## Consignes
[1] D'après le texte sur la basilique Saint-Sernin, en quelle année Saturninus, premier évêque de Tolosa, fut-il martyrisé ?
[2] Poursuivez le texte sur la basilique Saint-Sernin à partir de sa dernière phrase.

## Texte à lire
____
Version française de l’article paru en espagnol dans la revue Romanico, n° 21, décembre 2015, p. 70-75
La basilique Saint-Sernin est le monument majeur de Toulouse. Reconstruite sous sa forme romane aux XIe et XIIe siècles, sur une basilique et une nécropole de la fin de l’Antiquité, elle s’élevait jusqu’à la fin du XVIIIe siècle au milieu d’autres bâtiments d’une grande valeur artistique, arasés au XIXe siècle. Au nord de l’église se développait l’un des plus grands cloîtres romans orné de sculptures d’Europe, avec sa salle capitulaire. Ils renfermaient une partie de la mémoire médiévale de la ville, avec de multiples tombeaux et épitaphes. Les marbres de la Tolosa antique et paléochrétienne y avaient été abondamment réutilisés.
Les autres édifices de l’abbaye et le palais abbatial se répartissaient autour de ce cloître. Nous les connaissons peu : une lacune pour l’histoire et l’art de Saint-Sernin, dont on sait qu’il atteignit des niveaux éminents. On aimerait, par exemple, en savoir plus sur la communauté de clercs qui, sans doute dès la fin de l’Antiquité, veilla sur le tombeau du premier évêque de Tolosa, Saturninus (dont le nom s’est mué en Sernin lors de la traduction du latin en la langue d’oc, puis de celle-ci en français), martyrisé en 250. Attestée à l’époque carolingienne, elle se fixa comme canoniale après un bref rattachement au XIe siècle au monachisme clunisien.
Saint-Sernin disposait de plusieurs sacristies d’intérêt patrimonial, au nord et à l’est, notamment celle des Corps Saints. Plusieurs cimetières existaient à l’est et au sud. Leur organisation en campo santo, avec des sarcophages sous enfeus, sculptures et inscriptions, rappelait les grands personnages inhumés là, sous la protection de Saturnin, dont plusieurs comtes de Toulouse.
Au sud et à l’ouest s’élevaient des hôpitaux : le Petit Saint-Jacques, mal connu, et Saint-Raymond, dont ne subsiste aujourd’hui qu’un bâtiment (actuel musée des Antiques). Saint-Raymond avait connu depuis le XIIe siècle une évolution monumentale du plus haut intérêt. Il comprenait une chapelle, stupidement détruite en 1852-1853 avec un bâtiment voûté adjacent. Elle abritait un magnifique retable baroque et le tombeau du fondateur de l’hôpital, Raimond Gairard, promu saint après sa mort en raison de son action miséricordieuse.
____
[Données d'annotation par points]
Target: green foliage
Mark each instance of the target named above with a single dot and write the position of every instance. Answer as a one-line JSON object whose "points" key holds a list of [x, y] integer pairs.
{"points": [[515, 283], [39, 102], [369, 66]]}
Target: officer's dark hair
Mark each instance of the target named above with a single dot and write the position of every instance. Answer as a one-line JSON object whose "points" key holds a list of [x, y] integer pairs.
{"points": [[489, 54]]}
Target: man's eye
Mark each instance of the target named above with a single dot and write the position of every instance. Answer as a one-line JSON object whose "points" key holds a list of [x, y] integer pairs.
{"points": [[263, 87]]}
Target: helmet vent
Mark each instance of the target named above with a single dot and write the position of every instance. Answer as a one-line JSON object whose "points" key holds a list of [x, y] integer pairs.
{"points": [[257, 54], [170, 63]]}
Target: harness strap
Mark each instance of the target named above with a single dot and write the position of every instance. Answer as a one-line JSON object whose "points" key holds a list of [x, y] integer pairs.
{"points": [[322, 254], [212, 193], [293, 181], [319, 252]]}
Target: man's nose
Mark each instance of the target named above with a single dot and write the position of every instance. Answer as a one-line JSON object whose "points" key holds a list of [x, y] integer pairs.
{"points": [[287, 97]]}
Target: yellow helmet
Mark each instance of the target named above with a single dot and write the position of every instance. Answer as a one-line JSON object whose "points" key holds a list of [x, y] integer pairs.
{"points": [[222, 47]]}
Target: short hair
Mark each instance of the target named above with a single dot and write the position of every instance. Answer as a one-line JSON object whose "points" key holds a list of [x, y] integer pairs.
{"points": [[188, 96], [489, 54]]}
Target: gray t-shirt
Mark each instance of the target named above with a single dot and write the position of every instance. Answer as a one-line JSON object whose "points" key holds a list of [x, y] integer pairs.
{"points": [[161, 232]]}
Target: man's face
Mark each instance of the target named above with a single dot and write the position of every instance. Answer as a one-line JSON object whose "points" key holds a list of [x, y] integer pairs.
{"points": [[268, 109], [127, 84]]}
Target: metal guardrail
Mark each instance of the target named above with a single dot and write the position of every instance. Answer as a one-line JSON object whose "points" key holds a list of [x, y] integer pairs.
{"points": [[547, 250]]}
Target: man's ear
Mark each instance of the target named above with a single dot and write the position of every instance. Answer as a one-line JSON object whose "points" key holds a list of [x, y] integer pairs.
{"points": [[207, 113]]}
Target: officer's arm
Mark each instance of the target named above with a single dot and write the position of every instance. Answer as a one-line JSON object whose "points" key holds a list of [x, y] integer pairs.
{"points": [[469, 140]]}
____
## Réponses
[1] En 250.

[2]
Façades et portails de la basilique ont subi des altérations au cours des siècles. Au XVIIIe siècle, le projet avorté d’une façade classique à l’ouest entraîna l’arrachement des plaques sculptées romanes qui revêtaient, comme à Compostelle, le double portail dédié à Saturnin.Les restaurations des architectes des Monuments Historiques(Viollet-le-Duc dans la seconde moitié du XIXe siècle, S. Stym-Popper et Y. Boiret dans la seconde moitié du XXe), modifièrent l’intérieur et l’extérieur de la basilique, générant un important fonds lapidaire et d’œuvres d’art.On attend toujours un musée de l’œuvre suffisamment vaste pour les présenter au public.
Combien d’édifices existent encore en France, dans la péninsule Ibérique et au-delà, qui gardent le souvenir et des images du saint martyr Saturnin ? Et que dire du patrimoine immatériel et spirituel attaché au monument qui préserve toujours son tombeau ? Il est une référence incontournable pour les historiens, une présence d’une grande signification pour les chrétiens et tous ceux qui viennent chercher à Saint-Sernin une atmosphère propice à la prière et à la méditation.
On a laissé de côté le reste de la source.